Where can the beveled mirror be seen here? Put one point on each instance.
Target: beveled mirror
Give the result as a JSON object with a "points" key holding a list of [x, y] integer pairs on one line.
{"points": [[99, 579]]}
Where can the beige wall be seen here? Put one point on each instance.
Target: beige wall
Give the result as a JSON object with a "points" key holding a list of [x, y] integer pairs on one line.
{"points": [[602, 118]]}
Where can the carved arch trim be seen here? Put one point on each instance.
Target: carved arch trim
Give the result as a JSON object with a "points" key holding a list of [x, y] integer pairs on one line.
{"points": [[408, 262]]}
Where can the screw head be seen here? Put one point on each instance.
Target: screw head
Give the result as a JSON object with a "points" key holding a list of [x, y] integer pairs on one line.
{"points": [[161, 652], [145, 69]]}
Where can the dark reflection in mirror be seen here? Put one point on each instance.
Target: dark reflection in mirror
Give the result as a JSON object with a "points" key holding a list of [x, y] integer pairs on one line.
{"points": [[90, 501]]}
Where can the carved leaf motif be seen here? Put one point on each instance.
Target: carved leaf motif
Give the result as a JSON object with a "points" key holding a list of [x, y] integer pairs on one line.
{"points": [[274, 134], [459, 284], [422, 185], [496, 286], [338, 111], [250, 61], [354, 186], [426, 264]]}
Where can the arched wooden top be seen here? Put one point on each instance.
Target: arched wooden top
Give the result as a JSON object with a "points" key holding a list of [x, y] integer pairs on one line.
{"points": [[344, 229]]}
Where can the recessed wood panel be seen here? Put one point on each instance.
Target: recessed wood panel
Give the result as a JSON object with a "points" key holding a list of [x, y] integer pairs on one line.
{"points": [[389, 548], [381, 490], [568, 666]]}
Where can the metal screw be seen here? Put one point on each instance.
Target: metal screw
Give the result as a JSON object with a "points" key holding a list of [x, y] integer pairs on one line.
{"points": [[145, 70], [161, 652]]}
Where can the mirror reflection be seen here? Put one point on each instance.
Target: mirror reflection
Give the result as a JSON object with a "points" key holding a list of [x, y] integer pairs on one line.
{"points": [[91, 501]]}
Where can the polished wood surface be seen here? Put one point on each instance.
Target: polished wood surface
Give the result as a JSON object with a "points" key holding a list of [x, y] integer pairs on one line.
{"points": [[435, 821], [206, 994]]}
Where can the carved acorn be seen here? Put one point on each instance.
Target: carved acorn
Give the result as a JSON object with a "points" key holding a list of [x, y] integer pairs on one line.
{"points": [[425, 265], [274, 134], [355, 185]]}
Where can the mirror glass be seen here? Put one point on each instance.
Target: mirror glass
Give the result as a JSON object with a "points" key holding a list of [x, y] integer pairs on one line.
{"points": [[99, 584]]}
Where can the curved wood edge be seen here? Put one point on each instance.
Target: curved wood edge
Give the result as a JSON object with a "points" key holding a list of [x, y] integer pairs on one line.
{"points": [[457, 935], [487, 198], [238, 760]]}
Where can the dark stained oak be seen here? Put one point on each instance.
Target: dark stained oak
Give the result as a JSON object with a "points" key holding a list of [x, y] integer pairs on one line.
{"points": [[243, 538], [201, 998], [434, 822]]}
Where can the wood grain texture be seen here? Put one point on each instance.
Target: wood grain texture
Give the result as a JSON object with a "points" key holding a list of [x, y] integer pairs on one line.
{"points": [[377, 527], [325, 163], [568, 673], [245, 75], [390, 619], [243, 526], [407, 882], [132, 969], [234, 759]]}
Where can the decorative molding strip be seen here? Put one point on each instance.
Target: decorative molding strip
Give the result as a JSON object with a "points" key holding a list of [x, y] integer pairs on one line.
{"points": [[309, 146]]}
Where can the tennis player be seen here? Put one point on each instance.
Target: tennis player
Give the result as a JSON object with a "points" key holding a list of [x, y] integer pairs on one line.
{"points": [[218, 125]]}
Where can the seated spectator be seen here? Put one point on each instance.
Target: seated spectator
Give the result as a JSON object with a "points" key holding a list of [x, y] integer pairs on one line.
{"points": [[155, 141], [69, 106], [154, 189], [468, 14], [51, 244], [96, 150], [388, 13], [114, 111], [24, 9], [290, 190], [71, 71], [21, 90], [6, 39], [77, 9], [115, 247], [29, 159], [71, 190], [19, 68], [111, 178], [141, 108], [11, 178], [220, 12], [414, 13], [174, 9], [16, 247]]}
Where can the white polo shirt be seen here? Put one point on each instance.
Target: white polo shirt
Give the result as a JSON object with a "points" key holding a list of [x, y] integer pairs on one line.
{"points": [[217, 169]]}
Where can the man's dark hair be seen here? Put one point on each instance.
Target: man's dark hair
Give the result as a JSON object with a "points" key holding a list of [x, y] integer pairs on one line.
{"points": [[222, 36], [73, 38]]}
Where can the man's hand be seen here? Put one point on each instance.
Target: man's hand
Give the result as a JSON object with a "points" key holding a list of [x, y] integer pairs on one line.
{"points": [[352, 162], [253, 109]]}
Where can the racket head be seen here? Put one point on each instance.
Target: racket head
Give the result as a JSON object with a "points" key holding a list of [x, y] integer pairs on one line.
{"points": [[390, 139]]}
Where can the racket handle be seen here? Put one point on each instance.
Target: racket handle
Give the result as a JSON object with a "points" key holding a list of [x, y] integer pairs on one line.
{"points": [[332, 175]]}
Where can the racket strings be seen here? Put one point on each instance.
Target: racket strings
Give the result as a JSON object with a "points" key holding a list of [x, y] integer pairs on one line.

────

> _What the task requires_: Repeat only the lines above, from the first line of the entries through the line that contains "Target: arched wooden top", including both ends.

> _Solution_:
Where can the beveled mirror be seen here? Put one point on each instance.
Target: beveled mirror
Give the result as a JSON object with a "points" key holding a list of [x, y] integer pairs on one line.
{"points": [[99, 579]]}
Where can the beige wall be seen here? Put one point on each instance.
Target: beige wall
Give the result as a JSON object with a "points" key holding a list of [x, y] integer pairs on one line.
{"points": [[602, 118]]}
Where can the carved arch trim be seen here? Put one point on each instance.
Target: carved arch trim
Give the result as a JSON object with a "points" key holding a list of [x, y] integer pairs on one line.
{"points": [[408, 262]]}
Where can the screw head be seen here? Put one point on each instance.
Target: screw head
Give the result as a JSON object with a "points" key holding a list of [x, y] integer pairs on one line.
{"points": [[161, 652], [145, 69]]}
Where can the dark reflection in mirror be seen here? Put one point on each instance.
Target: dark reflection in mirror
Give the result as a JSON object with a "points" key holding a list of [x, y] integer pairs on one line.
{"points": [[90, 501]]}
Where can the carved leaf motif be seen here? Put one point on each instance.
Target: carved leaf motif
Give the result as a JSON object with a "points" key holding a list of [x, y] integer pairs on one line.
{"points": [[274, 134], [459, 284], [422, 185], [496, 286], [338, 111], [250, 61], [354, 186], [426, 264]]}
Where can the arched wooden top be seen here? Put one point on each instance.
Target: arched wooden top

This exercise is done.